** Opening TEXT BLOCK block **

A few words from Agical

Top 5 reasons for NOT becoming a programmer

Don’t you ever become a programmer, this is the final warning. Don’t become a nerd that more than 40 years later, thinks it is “fun”. Makes people wonder, if you see what I mean.

Picture from my YouTube series “TDD på svenska”

Frustration

The first thing that comes to mind is the frustration that you constantly have to handle. Naturally, frustration leads to anger and anger blocks analytic thinking which is precisely what you need.

Of course, all kinds of jobs have frustrations. Annoying colleagues, for example. But collaboration with people is in our DNA, unlike collaboration with computers. As a programmer, you need to deal with both.

The trick is to turn the energy that is triggered by frustration into something productive instead of anger. You know you're successful when you don't notice that it is way past bedtime.

In other words, you need the patience of a saint, every working hour of the day.

Details obsession

A small detail can really ruin your day, welcome to life as a programmer. Forgot to set the load balancer to sticky session mode, did we? Sorry, thousands of users get intermittent errors. It will cost a couple of millions in lost revenues. Too bad we released that on a Friday afternoon.

A system has thousands of details that can mess up really well and you can not possibly know them all since you didn’t write all the code. You can only hope that the tests have your back.

So you need to really be obsessed with details, or should I say, respectful. Should this not be your thing, perhaps you can be some kind of architect instead.

Keeping up

Most areas involve development of the field that you need to keep up with. But in our field, it is just crazy how fast technology changes. Especially since the internet became a widespread platform for sharing all sorts of ideas, products and services.

To know what is relevant and what is not, is a true challenge but one thing you will know for certain, is that if you stop learning, your skills will eventually become irrelevant. Your options are then: become a manager or retire.

With that said, there are skills that will always be relevant, such as well crafted information modeling.

Nerdiness

Being called a nerd is no longer an insult but there are still consequences from it. If you enjoy programming so much that you stay on the job, you will eventually find yourself programming in your spare time and attend after work events. People will comment on you doing job things in your free time. You probably want to get a life but the nerd in you will call you to the keyboard.

Should you want to start a family, be sure to explain this to your future spouse.

Recruiters

This may sound odd, but I hear a lot of complaints about unsolicited approaches from recruiters. Why would you be annoyed by job offerings, isn't that a good thing?

Turns out that it can be too much of that as well. Also, some feel that those connection requests on LinkedIn do not understand what programmers are looking for. Good coffee and breakfast is nice, but not enough reason for a job switch.

I agree that talking to a person in London with a heavy Indian accent about a contract with a company in Stockholm, next door to me, feels a bit odd. But we live in a global world.

On the other hand

If you are one who easily turns frustration into energy.

If you actually can't get enough of details, because the nerd in you craves them.

If you smile when discovering just how deep a rabbit hole probably goes.

If you enjoy spending free time just to try something out and then drop it.

If you can let the good and respectful recruiters outshine the clumsy ones.

Then probably you should become a programmer. Or, maybe you already are one?

** Closing TEXT BLOCK block **
** Opening GIVEN DATA block **

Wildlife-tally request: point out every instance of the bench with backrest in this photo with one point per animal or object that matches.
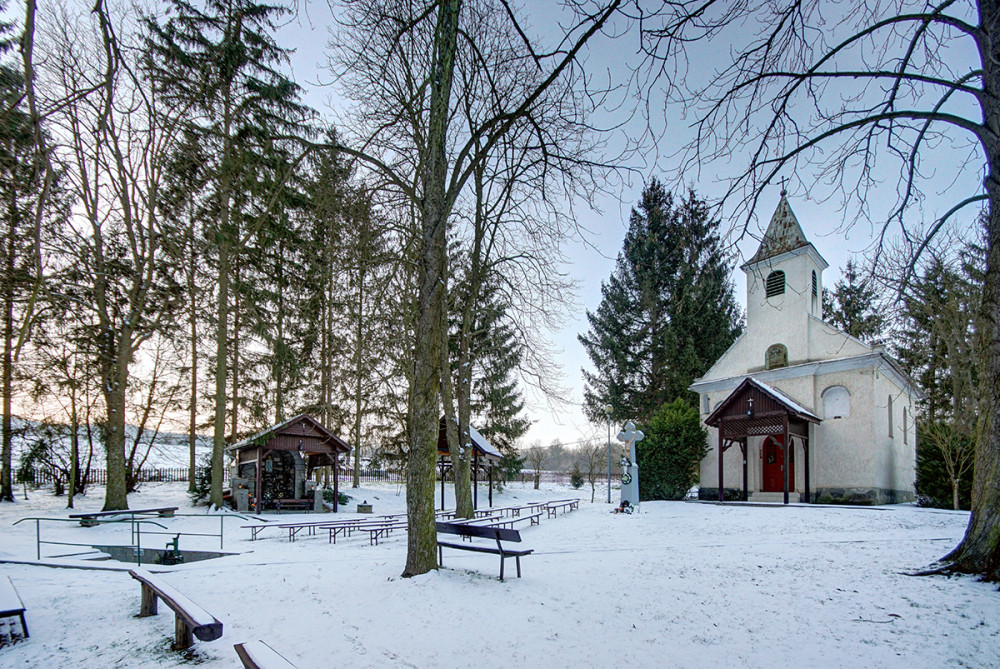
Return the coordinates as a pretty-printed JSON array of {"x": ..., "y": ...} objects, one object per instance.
[
  {"x": 190, "y": 620},
  {"x": 258, "y": 655},
  {"x": 497, "y": 534},
  {"x": 93, "y": 518},
  {"x": 509, "y": 521},
  {"x": 11, "y": 606}
]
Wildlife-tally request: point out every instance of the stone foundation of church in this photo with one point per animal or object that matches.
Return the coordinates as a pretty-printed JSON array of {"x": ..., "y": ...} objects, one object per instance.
[
  {"x": 854, "y": 496},
  {"x": 861, "y": 496}
]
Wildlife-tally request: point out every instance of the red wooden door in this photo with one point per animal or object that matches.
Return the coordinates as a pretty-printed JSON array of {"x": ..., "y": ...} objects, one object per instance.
[{"x": 774, "y": 465}]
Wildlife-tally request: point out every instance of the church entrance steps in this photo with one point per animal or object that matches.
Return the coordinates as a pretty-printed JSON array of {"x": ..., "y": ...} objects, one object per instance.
[{"x": 774, "y": 497}]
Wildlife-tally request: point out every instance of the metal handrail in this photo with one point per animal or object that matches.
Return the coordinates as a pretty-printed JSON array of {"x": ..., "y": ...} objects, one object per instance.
[{"x": 136, "y": 533}]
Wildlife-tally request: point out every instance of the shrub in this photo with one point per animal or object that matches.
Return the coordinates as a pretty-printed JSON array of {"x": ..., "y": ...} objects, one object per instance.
[
  {"x": 670, "y": 455},
  {"x": 202, "y": 481}
]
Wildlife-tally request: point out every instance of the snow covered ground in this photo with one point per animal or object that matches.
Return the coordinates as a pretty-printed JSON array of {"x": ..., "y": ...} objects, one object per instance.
[{"x": 679, "y": 584}]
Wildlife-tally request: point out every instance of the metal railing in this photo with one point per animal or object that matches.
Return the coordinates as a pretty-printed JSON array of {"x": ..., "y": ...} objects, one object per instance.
[{"x": 135, "y": 531}]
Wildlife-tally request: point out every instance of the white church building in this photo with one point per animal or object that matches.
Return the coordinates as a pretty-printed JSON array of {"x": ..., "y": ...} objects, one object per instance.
[{"x": 815, "y": 414}]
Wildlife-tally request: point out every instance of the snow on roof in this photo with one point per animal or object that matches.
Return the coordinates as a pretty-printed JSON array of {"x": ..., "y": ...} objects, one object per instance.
[
  {"x": 792, "y": 404},
  {"x": 485, "y": 446}
]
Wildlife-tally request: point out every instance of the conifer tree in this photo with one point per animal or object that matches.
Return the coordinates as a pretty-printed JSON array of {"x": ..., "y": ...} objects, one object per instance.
[
  {"x": 851, "y": 306},
  {"x": 667, "y": 312},
  {"x": 221, "y": 60}
]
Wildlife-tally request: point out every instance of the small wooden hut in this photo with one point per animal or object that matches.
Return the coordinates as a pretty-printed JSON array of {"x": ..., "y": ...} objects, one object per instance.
[
  {"x": 276, "y": 463},
  {"x": 484, "y": 457}
]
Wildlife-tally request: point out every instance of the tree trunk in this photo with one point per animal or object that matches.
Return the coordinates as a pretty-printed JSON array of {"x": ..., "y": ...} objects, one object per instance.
[
  {"x": 456, "y": 446},
  {"x": 115, "y": 383},
  {"x": 979, "y": 552},
  {"x": 193, "y": 318},
  {"x": 421, "y": 553},
  {"x": 6, "y": 478},
  {"x": 358, "y": 366},
  {"x": 221, "y": 397}
]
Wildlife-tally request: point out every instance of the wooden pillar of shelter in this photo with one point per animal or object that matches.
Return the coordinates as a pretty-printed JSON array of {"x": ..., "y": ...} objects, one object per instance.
[
  {"x": 336, "y": 482},
  {"x": 788, "y": 450},
  {"x": 805, "y": 453},
  {"x": 721, "y": 498},
  {"x": 743, "y": 448},
  {"x": 475, "y": 478},
  {"x": 258, "y": 492},
  {"x": 441, "y": 467}
]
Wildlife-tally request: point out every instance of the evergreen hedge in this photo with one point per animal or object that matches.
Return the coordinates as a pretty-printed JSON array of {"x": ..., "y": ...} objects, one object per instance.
[{"x": 670, "y": 455}]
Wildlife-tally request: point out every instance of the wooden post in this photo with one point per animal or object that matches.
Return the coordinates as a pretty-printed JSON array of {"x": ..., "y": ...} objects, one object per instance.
[
  {"x": 182, "y": 634},
  {"x": 147, "y": 605},
  {"x": 336, "y": 481},
  {"x": 805, "y": 452},
  {"x": 258, "y": 492},
  {"x": 787, "y": 449},
  {"x": 721, "y": 497},
  {"x": 743, "y": 448}
]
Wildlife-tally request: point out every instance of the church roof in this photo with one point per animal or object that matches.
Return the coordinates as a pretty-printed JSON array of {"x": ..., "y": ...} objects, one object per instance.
[{"x": 783, "y": 233}]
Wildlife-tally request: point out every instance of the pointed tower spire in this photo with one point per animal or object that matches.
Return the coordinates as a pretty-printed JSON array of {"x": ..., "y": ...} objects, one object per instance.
[{"x": 783, "y": 234}]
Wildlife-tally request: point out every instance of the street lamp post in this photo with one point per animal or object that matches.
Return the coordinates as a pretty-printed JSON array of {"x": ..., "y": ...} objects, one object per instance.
[{"x": 607, "y": 410}]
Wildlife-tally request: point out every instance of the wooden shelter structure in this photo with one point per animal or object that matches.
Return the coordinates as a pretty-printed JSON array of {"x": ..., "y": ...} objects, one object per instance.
[
  {"x": 484, "y": 457},
  {"x": 755, "y": 409},
  {"x": 282, "y": 457}
]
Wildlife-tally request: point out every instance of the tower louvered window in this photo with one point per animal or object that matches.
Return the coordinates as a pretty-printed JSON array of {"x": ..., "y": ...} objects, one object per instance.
[{"x": 775, "y": 284}]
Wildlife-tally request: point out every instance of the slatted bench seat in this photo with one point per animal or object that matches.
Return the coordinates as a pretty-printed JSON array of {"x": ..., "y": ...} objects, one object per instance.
[
  {"x": 93, "y": 518},
  {"x": 566, "y": 505},
  {"x": 190, "y": 620},
  {"x": 498, "y": 534},
  {"x": 11, "y": 606},
  {"x": 258, "y": 655}
]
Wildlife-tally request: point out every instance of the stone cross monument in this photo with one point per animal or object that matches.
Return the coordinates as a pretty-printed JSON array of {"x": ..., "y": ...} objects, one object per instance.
[{"x": 630, "y": 471}]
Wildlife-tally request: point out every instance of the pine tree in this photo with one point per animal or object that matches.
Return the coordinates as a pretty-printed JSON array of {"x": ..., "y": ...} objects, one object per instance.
[
  {"x": 219, "y": 64},
  {"x": 667, "y": 312},
  {"x": 852, "y": 307}
]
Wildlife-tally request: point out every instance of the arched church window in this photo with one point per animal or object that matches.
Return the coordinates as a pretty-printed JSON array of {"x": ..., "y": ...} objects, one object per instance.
[
  {"x": 777, "y": 356},
  {"x": 836, "y": 402},
  {"x": 775, "y": 284}
]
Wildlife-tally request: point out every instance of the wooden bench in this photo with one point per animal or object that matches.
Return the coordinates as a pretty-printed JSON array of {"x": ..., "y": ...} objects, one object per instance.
[
  {"x": 10, "y": 606},
  {"x": 91, "y": 519},
  {"x": 566, "y": 505},
  {"x": 498, "y": 534},
  {"x": 190, "y": 618},
  {"x": 258, "y": 655}
]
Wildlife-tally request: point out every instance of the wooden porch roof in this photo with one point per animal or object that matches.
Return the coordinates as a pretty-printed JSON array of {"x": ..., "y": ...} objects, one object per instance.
[{"x": 756, "y": 409}]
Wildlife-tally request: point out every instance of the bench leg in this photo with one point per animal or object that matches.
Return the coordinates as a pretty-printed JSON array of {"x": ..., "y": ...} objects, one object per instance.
[
  {"x": 148, "y": 604},
  {"x": 182, "y": 635}
]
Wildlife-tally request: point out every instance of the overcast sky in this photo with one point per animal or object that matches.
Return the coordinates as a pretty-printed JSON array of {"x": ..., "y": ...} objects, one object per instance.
[{"x": 592, "y": 261}]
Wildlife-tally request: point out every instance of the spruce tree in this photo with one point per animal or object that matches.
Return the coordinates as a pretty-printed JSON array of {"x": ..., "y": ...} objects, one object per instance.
[
  {"x": 220, "y": 65},
  {"x": 667, "y": 313},
  {"x": 851, "y": 306}
]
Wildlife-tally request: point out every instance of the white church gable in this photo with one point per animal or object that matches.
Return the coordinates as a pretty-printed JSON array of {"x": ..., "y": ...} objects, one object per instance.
[{"x": 863, "y": 446}]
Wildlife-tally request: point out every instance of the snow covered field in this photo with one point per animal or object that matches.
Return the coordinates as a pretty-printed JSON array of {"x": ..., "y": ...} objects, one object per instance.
[{"x": 677, "y": 585}]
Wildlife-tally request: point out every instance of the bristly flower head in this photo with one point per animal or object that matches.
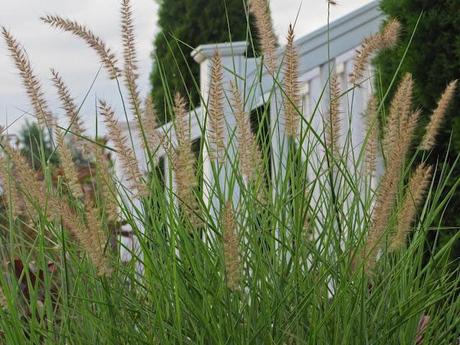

** Closing GIVEN DATA block **

PROBLEM: Reproduce word for word everything in the text on reasons not to become a programmer from "So you need" down to "of architect instead.".

EXERCISE OUTPUT:
So you need to really be obsessed with details, or should I say, respectful. Should this not be your thing, perhaps you can be some kind of architect instead.